- [Fragmento seleccionado]:
Domingo, 6 de junio de 2010 | Hoy
Por Jorge Baron Biza
Creo que el límite inferior de la autobiografía está en la lucha contra el chisme y la autocomplacencia. Son los dos peligros básicos que aparecen cuando nos sentamos a escribir sobre nosotros mismos.
Pero vamos a tratar de señalar también el límite superior. La biografía es el instrumento por el cual podemos insertar en la historia nuestras vivencias, de manera tal que –tanto la historia como nuestras propias vivencias– tengan un significado más rico. Es casi uno de los pocos medios que existen para que eso ocurra. Cuando hablamos de vivencias, nos referimos a los recuerdos en los que predomina más la sensación y la emoción que la simple memoria automática.
Ahora bien, ¿qué ocurre cuando escribimos una biografía y sobre todo cuando la publicamos? Sucede lo mismo que con todo libro; aparecen los lectores, que son el otro término fundamental de la biografía. Habitualmente, el pacto autobiográfico entre el escritor y el lector presupone, de parte del lector, el reconocimiento de que es posible escribir autobiografías. ¿Qué quiere decir esto? Presupone que el sujeto se puede conocer a sí mismo, puede expresar ese conocimiento que, además, tiene características especiales y privilegiadas en algunos aspectos. El lector acepta estas bases, estos supuestos, y decide que recibe un conocimiento privilegiado. Precisamente, para verificarlo, asume una actitud de juez; o sea: para saber cuánto dice de verdad este hombre y en qué momento ingresa en los límites inferiores de la autocomplacencia, el chisme o lo no auténtico.

- [Material]:
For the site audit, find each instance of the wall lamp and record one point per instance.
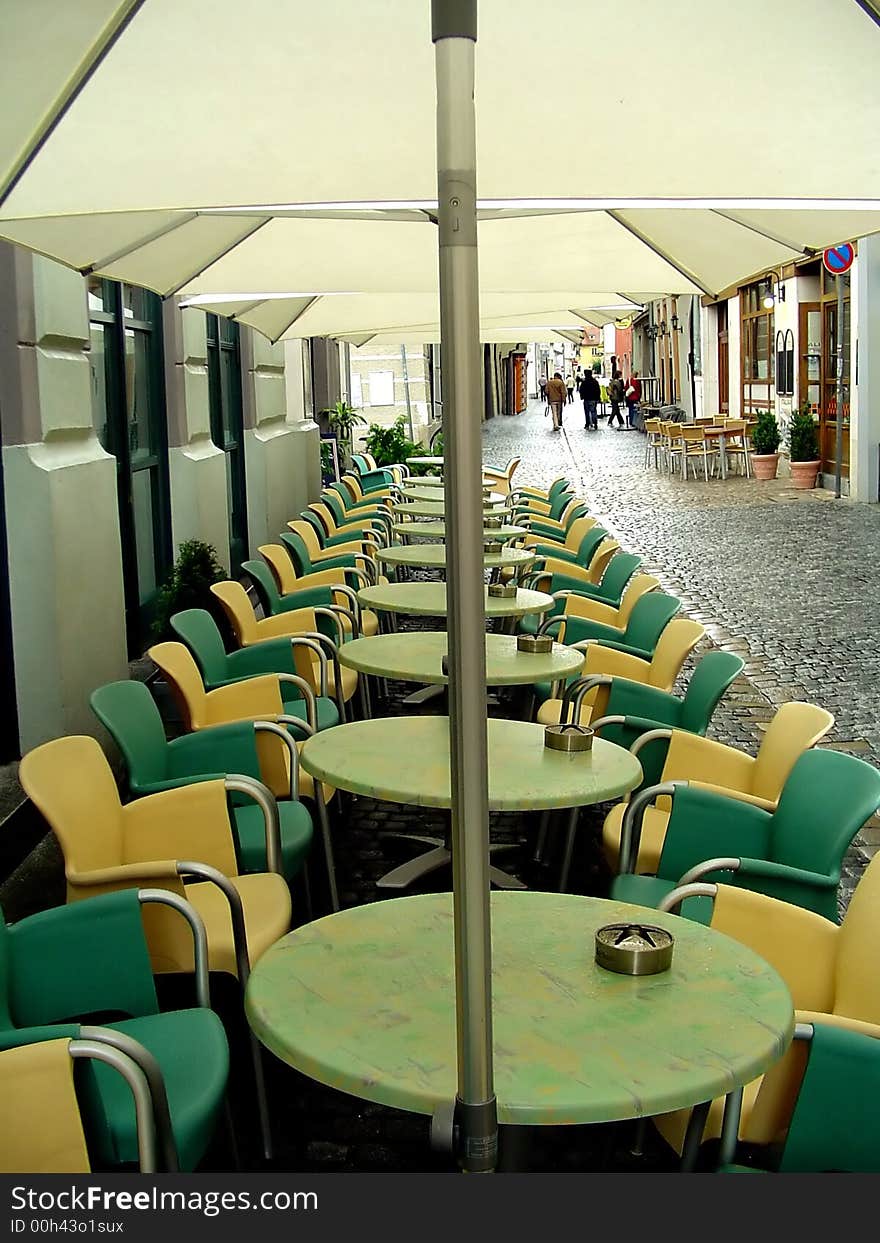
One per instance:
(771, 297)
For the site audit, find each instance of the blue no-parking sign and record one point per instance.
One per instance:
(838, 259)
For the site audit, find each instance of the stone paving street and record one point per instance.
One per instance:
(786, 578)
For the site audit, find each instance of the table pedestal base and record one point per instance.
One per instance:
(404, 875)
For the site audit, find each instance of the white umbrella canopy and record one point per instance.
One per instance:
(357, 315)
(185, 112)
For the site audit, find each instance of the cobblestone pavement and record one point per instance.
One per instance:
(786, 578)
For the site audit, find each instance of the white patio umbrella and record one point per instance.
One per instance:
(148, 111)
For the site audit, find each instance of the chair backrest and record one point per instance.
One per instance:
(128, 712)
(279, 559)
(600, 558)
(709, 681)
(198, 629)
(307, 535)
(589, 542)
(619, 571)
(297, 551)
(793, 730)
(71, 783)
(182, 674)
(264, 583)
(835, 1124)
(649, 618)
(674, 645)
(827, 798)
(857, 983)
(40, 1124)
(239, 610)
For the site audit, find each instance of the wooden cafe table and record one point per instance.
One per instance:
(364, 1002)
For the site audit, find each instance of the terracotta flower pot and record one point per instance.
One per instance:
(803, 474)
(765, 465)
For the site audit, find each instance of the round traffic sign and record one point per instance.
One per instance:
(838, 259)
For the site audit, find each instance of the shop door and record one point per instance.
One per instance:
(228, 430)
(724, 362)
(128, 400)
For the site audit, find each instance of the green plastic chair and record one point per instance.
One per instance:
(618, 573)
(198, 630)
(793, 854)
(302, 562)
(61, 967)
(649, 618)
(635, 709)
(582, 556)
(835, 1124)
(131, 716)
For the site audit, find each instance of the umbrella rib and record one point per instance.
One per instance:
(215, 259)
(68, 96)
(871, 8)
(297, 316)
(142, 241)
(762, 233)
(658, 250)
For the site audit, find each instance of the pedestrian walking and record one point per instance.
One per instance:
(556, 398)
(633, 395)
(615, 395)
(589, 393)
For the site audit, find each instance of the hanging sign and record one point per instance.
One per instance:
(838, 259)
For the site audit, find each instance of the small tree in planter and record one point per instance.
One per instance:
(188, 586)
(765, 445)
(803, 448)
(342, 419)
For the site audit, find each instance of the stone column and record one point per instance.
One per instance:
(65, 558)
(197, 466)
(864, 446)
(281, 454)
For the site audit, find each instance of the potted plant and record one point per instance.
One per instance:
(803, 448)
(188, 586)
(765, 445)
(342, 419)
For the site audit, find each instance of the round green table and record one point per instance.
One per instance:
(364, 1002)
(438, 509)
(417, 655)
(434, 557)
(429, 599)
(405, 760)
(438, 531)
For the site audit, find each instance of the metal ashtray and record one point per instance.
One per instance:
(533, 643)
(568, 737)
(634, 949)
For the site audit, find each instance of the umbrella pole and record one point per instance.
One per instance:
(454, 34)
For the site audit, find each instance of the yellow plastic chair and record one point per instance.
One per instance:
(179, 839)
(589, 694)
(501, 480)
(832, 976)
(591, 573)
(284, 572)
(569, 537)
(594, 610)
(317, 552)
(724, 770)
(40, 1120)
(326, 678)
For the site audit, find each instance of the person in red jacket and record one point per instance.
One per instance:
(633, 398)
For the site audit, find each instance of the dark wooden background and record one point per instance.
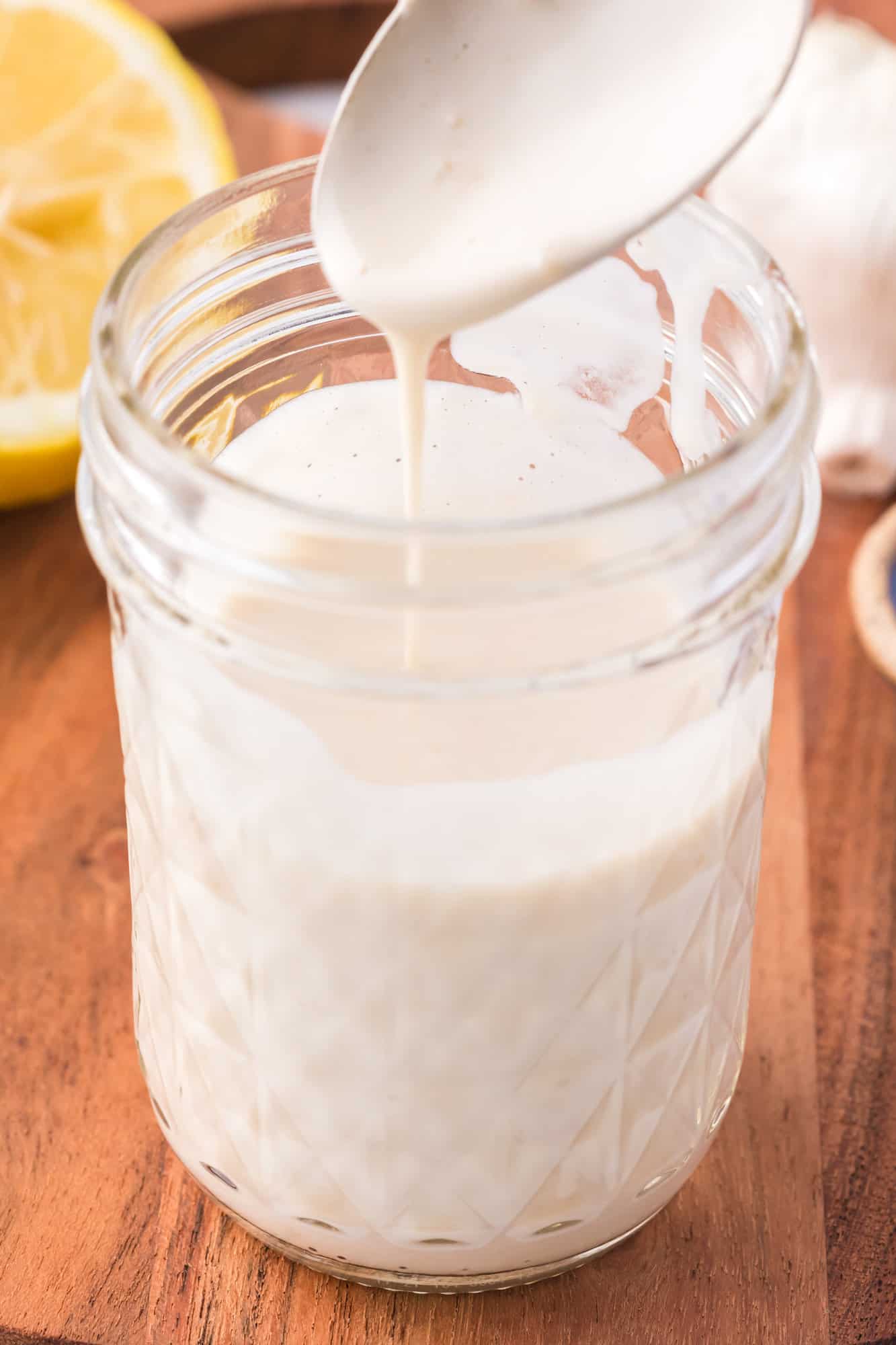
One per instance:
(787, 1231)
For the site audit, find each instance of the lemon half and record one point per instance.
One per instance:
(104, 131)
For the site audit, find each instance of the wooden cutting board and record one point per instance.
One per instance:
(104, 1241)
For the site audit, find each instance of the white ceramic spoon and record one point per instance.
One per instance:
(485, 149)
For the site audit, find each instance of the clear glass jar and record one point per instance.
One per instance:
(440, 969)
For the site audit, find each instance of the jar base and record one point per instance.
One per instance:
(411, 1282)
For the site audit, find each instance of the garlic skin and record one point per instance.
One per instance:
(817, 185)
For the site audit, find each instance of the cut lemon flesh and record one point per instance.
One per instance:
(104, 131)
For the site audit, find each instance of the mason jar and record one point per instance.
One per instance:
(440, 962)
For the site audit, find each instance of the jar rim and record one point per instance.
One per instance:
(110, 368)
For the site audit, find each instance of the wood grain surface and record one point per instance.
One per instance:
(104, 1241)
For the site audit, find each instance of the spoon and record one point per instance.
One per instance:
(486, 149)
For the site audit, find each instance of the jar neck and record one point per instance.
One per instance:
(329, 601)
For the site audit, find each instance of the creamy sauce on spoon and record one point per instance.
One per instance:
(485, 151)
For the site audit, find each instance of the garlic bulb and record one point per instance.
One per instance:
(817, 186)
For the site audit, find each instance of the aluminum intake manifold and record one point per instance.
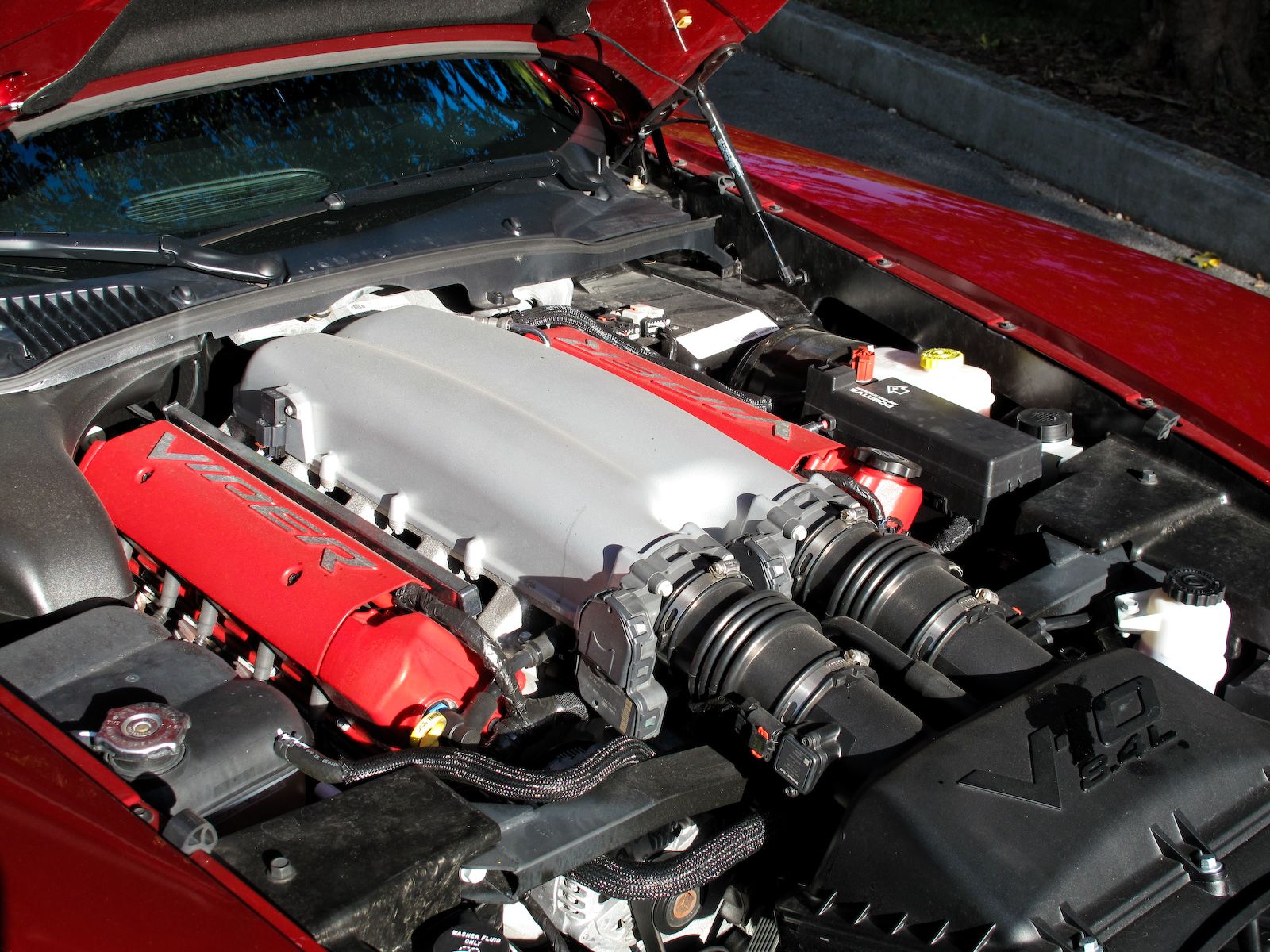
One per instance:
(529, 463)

- [En qué consiste]:
Según el fragmento sobre la autobiografía, ¿cuáles son los dos peligros básicos que surgen al escribir sobre uno mismo?

- [Respuesta]:
El chisme y la autocomplacencia.